— Exercise aim —
Decide whether each statement agrees with the article on the PROCEED study below. Answer yes or no for each, and quote the words from the article that settle it.
(a) PROCEED collaborators have carried out whole genome sequencing on more than 1,400 affected families.
(b) The causes of TOF and TGA are known.
(c) The study included collaborators in Australia from the beginning.

— Source text —
Tetralogy of Fallot (TOF) is a birth defect affecting normal blood flow through a baby’s heart. Transposition of the great arteries (TGA) is another where the aorta and pulmonary artery develop in the wrong position, in the wrong ventricle. Both are serious, both require surgical procedures, and both have unknown causes. 

The Ted Rogers Centre’s Cardiac Precision Medicine Program is at the heart of a three-year-old international study where researchers are hunting for genetic clues to how such congenital heart disease develops.

The study is called PROCEED, and is led by our scientific lead Dr. Seema Mital, and includes collaborators first in Germany and the Netherlands, now expanded to Australia. Having multiple sites around the world allows for diversity and the ability to analyze TOF and TGA from multiple angles at the same time.

“The main goal is to be able to give families their genetic diagnoses and an understanding of risk and outcomes,” says Robert Lesurf, SickKids senior bioinformatician and data scientist on the project. “This empowers them to make family planning decisions, to proactively screen for babies and other family members, and to be able to track disease throughout their lives.” 

The hunt for disease-causing variants

So far, PROCEED collaborators have performed whole genome sequencing on over 1,400 affected families. The mission is to find pathogenic genetic variants – what is causing TOF and TGA. Only through analyzing a whole genome can these answers be uncovered. 

“This study allows us to take new approaches and look at new types of variants, which are very difficult to capture using standard genetic tests,” Robert says. “It’s cutting-edge, as we are also leveraging new bioinformatics tools and data workflows to take this effort in new directions.” 

Such innovations are bringing newfound precision and efficiency to genomic research, which at its core is akin to hunting for needles in haystacks.  

PROCEED collaborators are also collecting RNA sequencing and proteomics data on actual heart tissues to test any suspicious variants they detect through whole genome sequencing – and possibly prove that it is causing disease. 

PROCEED

To date, four studies have been published through this partnership. One reports on a genomic region that contains a gene of interest for TGA. One links rare functional variants to the development of TOF. Another details how to incorporate genomic research findings into a patient’s care. And the fourth assessed the economic costs of performing such analyses, which helps pave the way for whole genome sequencing to be embedded in models of care. 

It’s expected that through PROCEED we will build a pipeline to translate findings across broader geographic regions, harmonize how we analyze the genome, and truly expedite discoveries that so many families need.

— Records —
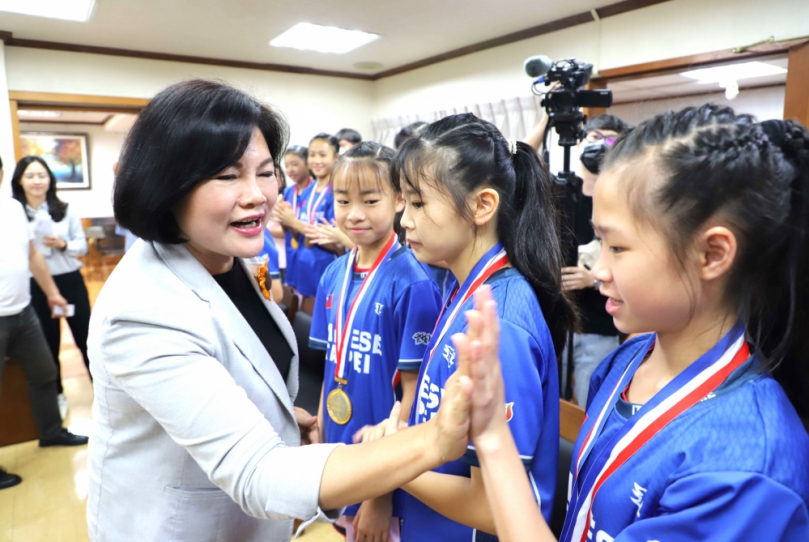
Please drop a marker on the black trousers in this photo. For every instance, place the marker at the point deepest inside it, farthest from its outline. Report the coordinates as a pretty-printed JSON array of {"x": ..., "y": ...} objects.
[
  {"x": 72, "y": 287},
  {"x": 21, "y": 339}
]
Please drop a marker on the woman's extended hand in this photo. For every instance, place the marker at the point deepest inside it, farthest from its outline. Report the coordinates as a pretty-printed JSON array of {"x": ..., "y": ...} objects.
[
  {"x": 478, "y": 349},
  {"x": 283, "y": 213},
  {"x": 327, "y": 234},
  {"x": 450, "y": 425},
  {"x": 392, "y": 425},
  {"x": 307, "y": 424},
  {"x": 54, "y": 241}
]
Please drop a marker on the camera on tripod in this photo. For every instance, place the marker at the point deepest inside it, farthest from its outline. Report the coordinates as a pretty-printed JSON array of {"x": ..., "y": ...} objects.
[{"x": 563, "y": 104}]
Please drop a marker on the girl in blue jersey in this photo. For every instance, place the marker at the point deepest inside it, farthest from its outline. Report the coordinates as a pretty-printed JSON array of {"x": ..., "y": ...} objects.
[
  {"x": 483, "y": 205},
  {"x": 375, "y": 310},
  {"x": 693, "y": 432},
  {"x": 288, "y": 209},
  {"x": 317, "y": 206}
]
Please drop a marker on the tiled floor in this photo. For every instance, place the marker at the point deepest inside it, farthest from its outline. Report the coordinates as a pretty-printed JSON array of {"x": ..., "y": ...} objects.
[{"x": 49, "y": 505}]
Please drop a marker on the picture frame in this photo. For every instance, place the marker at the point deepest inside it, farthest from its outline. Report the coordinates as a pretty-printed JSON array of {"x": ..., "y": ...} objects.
[{"x": 67, "y": 156}]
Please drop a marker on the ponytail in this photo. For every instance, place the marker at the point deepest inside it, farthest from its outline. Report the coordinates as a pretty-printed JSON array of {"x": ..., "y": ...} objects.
[
  {"x": 527, "y": 227},
  {"x": 715, "y": 163},
  {"x": 462, "y": 153},
  {"x": 783, "y": 322}
]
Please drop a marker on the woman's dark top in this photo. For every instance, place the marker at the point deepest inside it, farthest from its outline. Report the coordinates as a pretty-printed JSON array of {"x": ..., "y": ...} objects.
[{"x": 240, "y": 290}]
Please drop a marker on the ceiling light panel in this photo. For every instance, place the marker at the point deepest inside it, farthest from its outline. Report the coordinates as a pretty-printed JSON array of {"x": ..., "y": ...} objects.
[
  {"x": 39, "y": 114},
  {"x": 323, "y": 39},
  {"x": 734, "y": 72},
  {"x": 69, "y": 10}
]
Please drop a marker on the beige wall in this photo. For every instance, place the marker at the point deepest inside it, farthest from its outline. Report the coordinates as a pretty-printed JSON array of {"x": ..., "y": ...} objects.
[
  {"x": 667, "y": 30},
  {"x": 312, "y": 104}
]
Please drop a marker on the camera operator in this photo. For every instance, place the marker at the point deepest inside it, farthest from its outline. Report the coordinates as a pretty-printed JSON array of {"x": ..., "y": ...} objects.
[{"x": 598, "y": 335}]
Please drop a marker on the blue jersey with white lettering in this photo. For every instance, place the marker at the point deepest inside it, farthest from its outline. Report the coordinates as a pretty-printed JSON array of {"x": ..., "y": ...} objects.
[
  {"x": 292, "y": 246},
  {"x": 443, "y": 278},
  {"x": 391, "y": 330},
  {"x": 733, "y": 467},
  {"x": 532, "y": 402},
  {"x": 271, "y": 251}
]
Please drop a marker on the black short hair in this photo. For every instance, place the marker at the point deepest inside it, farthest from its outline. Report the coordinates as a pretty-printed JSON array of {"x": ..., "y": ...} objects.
[
  {"x": 607, "y": 122},
  {"x": 411, "y": 130},
  {"x": 350, "y": 135},
  {"x": 188, "y": 133},
  {"x": 328, "y": 138}
]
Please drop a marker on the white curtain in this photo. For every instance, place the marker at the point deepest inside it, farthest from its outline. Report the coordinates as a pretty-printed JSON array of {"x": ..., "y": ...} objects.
[{"x": 514, "y": 117}]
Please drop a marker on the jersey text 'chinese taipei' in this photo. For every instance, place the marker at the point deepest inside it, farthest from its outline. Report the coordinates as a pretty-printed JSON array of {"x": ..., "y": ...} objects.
[
  {"x": 717, "y": 454},
  {"x": 312, "y": 261},
  {"x": 389, "y": 332},
  {"x": 532, "y": 395}
]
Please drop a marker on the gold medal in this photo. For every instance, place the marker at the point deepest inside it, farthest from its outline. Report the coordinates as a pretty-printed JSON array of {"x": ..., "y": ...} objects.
[{"x": 339, "y": 406}]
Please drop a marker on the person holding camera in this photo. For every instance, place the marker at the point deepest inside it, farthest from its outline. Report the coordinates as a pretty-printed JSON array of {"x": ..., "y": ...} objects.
[{"x": 598, "y": 335}]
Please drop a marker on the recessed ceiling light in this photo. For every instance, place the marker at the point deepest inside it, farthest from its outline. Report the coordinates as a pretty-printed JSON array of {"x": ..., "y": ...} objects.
[
  {"x": 734, "y": 72},
  {"x": 324, "y": 39},
  {"x": 69, "y": 10},
  {"x": 40, "y": 114}
]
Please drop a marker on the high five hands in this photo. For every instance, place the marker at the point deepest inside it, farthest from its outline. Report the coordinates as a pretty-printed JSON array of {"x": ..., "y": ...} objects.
[{"x": 474, "y": 396}]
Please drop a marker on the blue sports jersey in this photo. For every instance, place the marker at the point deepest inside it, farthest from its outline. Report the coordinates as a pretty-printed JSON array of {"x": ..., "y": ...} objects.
[
  {"x": 733, "y": 467},
  {"x": 532, "y": 402},
  {"x": 291, "y": 273},
  {"x": 443, "y": 278},
  {"x": 391, "y": 331},
  {"x": 312, "y": 262},
  {"x": 271, "y": 251}
]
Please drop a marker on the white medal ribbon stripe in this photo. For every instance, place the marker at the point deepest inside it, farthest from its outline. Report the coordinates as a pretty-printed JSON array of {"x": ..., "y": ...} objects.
[
  {"x": 310, "y": 209},
  {"x": 358, "y": 300},
  {"x": 648, "y": 419},
  {"x": 466, "y": 296},
  {"x": 597, "y": 426}
]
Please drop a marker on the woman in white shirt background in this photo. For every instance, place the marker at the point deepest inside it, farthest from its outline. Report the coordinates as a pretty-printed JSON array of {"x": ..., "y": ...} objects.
[{"x": 60, "y": 237}]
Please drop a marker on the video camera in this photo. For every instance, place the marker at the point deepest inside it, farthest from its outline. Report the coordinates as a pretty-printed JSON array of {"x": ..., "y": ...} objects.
[{"x": 563, "y": 104}]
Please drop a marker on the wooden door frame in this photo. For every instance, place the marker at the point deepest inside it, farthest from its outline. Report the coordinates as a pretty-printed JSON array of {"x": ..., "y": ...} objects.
[
  {"x": 797, "y": 87},
  {"x": 53, "y": 101}
]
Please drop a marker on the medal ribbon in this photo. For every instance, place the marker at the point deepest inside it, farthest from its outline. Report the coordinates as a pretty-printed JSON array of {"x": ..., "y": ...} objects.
[
  {"x": 492, "y": 262},
  {"x": 311, "y": 208},
  {"x": 343, "y": 328},
  {"x": 295, "y": 206},
  {"x": 688, "y": 388}
]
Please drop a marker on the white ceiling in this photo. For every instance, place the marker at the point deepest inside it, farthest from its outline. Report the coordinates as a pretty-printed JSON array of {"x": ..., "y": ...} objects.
[
  {"x": 79, "y": 117},
  {"x": 117, "y": 122},
  {"x": 411, "y": 30},
  {"x": 662, "y": 86}
]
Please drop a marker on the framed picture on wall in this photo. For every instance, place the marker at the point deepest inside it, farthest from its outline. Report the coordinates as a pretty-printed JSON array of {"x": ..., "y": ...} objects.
[{"x": 65, "y": 154}]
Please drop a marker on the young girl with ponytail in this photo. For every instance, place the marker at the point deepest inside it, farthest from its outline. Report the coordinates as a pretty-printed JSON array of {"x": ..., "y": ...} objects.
[
  {"x": 482, "y": 204},
  {"x": 693, "y": 432},
  {"x": 374, "y": 312}
]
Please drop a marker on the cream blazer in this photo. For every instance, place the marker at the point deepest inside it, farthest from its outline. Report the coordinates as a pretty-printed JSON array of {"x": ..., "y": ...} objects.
[{"x": 195, "y": 437}]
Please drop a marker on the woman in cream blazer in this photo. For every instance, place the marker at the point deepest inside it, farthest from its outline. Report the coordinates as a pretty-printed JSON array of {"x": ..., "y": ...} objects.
[{"x": 196, "y": 438}]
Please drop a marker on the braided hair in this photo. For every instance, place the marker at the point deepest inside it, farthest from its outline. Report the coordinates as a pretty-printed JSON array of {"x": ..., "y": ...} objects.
[
  {"x": 713, "y": 162},
  {"x": 462, "y": 153}
]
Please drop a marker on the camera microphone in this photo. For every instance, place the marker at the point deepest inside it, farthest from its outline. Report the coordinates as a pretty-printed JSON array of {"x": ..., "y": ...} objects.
[{"x": 537, "y": 66}]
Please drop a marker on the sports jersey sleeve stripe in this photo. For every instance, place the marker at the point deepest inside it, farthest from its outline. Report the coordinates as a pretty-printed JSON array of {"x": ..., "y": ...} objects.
[
  {"x": 470, "y": 457},
  {"x": 415, "y": 314}
]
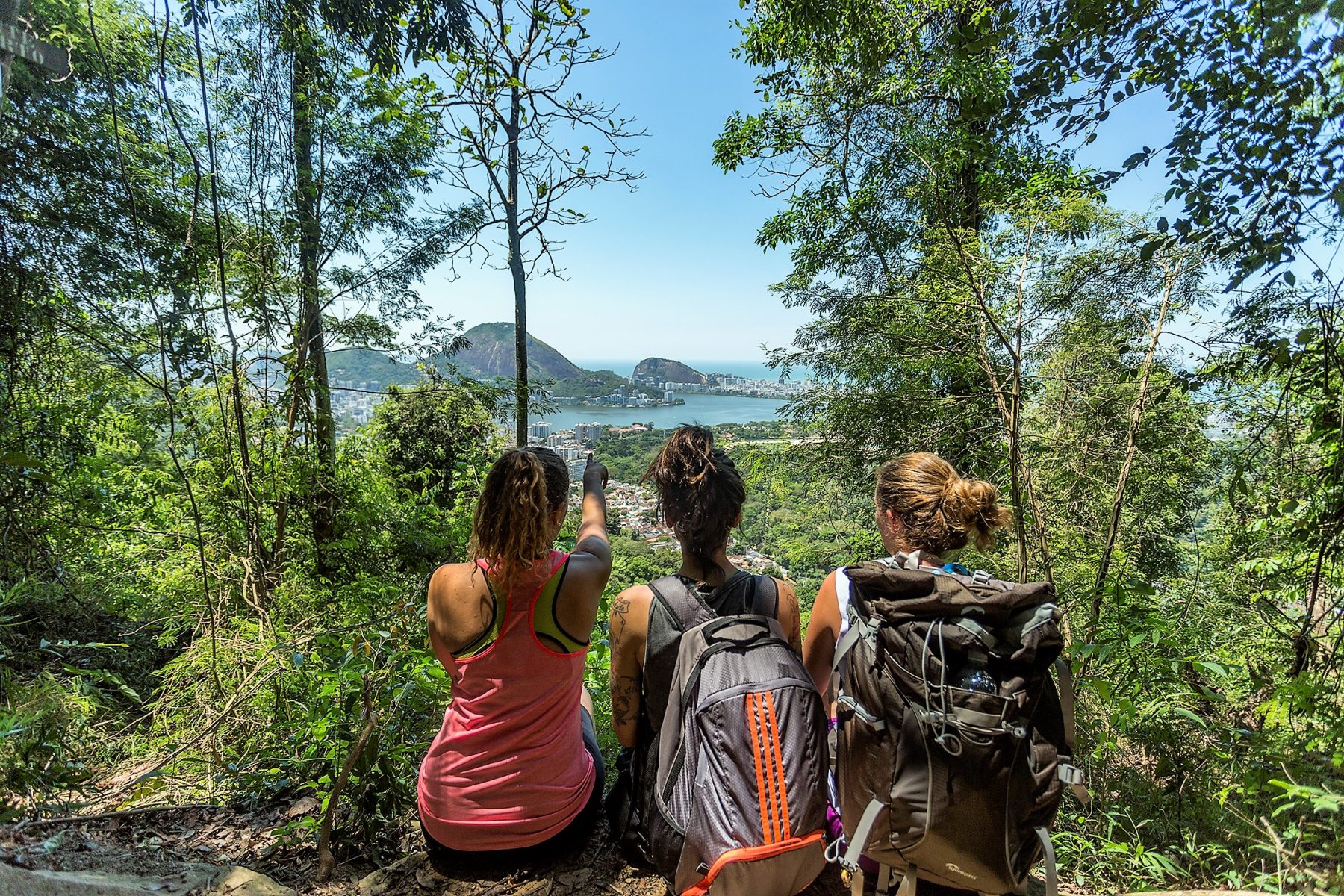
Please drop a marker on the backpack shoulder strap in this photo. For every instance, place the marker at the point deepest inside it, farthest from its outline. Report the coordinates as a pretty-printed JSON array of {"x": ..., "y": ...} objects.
[{"x": 685, "y": 609}]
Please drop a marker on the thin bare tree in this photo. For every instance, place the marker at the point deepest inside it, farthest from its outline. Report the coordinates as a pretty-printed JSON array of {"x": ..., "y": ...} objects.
[{"x": 519, "y": 139}]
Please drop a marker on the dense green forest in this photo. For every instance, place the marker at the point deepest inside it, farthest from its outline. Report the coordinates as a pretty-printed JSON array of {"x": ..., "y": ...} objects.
[{"x": 208, "y": 597}]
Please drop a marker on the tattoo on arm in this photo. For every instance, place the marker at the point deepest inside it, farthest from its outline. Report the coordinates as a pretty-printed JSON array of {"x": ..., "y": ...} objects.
[{"x": 625, "y": 699}]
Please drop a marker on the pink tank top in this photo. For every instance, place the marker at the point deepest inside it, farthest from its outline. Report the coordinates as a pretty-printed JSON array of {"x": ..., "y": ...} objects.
[{"x": 508, "y": 768}]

— Response to the exercise —
(a) Yes: "PROCEED collaborators have performed whole genome sequencing on over 1,400 affected families"
(b) No: "both have unknown causes"
(c) No: "includes collaborators first in Germany and the Netherlands, now expanded to Australia"